- Source document

It’s a poly-ethnic, Cajun slamgrass extravaganza this weekend as Leftover Salmon plays 8150 Friday and Saturday.

Originally billed at Dobson with the North Mississippi All-Stars, Leftover puts a grass-grooving spin on a lot of different roots music along with their dance-friendly original material.

“It’s hard to pigeonhole what we do because we have so many styles and play so much different roots music,” said Drew Emmitt. “We play the kinds of music we enjoy playing. We all grew up listening to different music, so we decided we’d play all kinds and it makes for a lot of fun and energy.”



Emmitt resides in Crested Butte, and for years the band has called Colorado a home base for tours.

- Extracted material

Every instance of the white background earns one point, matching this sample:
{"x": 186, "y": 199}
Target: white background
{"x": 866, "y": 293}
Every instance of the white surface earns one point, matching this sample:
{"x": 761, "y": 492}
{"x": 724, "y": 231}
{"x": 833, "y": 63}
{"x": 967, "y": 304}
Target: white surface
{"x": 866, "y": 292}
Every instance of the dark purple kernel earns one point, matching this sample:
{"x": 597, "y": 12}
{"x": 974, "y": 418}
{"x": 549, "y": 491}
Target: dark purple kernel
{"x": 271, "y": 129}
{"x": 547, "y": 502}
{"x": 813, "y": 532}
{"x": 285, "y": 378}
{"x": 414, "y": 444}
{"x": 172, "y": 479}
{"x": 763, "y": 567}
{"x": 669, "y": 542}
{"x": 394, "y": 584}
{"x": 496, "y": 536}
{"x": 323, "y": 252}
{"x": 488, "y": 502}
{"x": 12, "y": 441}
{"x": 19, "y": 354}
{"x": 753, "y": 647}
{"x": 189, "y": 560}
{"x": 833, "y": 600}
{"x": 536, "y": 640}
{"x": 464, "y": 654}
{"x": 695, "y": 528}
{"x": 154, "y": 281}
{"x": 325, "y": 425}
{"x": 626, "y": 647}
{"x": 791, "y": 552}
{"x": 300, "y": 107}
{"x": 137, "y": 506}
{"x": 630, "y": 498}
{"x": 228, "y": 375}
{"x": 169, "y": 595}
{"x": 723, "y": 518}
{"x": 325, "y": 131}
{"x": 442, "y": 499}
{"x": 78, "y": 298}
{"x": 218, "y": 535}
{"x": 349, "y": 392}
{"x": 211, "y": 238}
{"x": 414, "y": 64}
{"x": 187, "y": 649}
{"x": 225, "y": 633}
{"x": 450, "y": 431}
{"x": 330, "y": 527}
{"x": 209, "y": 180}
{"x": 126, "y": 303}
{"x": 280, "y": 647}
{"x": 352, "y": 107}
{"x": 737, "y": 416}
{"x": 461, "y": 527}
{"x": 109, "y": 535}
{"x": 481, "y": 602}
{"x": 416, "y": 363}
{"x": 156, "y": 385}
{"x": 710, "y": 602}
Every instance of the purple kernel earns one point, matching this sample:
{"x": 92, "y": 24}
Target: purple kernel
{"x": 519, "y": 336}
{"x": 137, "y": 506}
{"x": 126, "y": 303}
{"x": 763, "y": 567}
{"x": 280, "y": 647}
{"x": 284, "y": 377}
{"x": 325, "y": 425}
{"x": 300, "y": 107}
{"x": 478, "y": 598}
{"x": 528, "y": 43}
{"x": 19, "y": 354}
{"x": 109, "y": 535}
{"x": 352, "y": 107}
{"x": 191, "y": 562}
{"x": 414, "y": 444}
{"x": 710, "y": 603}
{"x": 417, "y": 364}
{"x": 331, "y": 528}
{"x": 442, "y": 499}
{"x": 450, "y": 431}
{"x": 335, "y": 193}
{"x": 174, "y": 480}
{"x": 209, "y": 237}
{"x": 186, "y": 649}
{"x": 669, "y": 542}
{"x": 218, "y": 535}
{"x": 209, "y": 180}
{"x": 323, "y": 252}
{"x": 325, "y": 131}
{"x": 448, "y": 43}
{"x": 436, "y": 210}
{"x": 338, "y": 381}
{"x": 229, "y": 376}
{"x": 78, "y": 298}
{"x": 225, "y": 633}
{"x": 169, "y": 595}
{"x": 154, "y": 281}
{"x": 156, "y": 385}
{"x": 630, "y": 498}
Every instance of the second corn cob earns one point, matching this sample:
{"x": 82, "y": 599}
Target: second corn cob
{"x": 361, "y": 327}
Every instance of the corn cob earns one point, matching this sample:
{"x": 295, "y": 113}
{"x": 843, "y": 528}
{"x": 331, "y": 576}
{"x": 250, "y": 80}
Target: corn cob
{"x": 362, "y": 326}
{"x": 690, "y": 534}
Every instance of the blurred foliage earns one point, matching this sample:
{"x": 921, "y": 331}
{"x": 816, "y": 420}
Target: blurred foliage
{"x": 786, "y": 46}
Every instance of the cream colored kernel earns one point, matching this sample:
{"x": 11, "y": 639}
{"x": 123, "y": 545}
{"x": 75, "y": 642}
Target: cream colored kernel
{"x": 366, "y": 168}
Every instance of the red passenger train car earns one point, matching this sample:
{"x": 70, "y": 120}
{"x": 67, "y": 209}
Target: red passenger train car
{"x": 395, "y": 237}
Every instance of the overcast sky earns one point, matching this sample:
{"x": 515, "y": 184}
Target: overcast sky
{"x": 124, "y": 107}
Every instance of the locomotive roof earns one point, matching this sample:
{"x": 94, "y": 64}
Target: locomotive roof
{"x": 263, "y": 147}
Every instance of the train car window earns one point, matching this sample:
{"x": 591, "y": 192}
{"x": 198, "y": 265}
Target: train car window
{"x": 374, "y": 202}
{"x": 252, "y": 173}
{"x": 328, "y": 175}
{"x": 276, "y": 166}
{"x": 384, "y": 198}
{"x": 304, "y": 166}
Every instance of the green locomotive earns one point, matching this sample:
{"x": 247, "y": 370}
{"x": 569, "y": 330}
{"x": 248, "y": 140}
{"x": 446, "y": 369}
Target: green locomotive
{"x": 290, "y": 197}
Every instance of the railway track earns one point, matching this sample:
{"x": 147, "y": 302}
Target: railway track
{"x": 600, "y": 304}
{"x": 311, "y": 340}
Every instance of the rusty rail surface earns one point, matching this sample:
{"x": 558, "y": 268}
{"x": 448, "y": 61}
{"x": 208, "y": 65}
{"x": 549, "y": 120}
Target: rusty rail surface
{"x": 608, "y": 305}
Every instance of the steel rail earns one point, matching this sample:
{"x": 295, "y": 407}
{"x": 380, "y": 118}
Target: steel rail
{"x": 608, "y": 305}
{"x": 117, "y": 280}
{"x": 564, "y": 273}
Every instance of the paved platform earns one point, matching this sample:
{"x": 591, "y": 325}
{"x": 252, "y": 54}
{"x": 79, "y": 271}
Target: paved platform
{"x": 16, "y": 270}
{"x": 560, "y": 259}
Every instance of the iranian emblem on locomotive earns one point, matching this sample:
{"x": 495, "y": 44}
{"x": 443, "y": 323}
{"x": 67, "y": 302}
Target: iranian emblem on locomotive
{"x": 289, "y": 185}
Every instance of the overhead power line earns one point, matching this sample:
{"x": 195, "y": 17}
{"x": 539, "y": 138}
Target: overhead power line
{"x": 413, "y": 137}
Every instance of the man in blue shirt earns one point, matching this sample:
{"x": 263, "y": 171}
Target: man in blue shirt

- Task to complete
Answer from the Leftover Salmon article:
(a) On which days does the band play 8150?
(b) Which act was the band first billed with, and at what venue?
(c) Where does Drew Emmitt live?

- Written response
(a) Friday and Saturday
(b) The North Mississippi All-Stars, at Dobson
(c) Crested Butte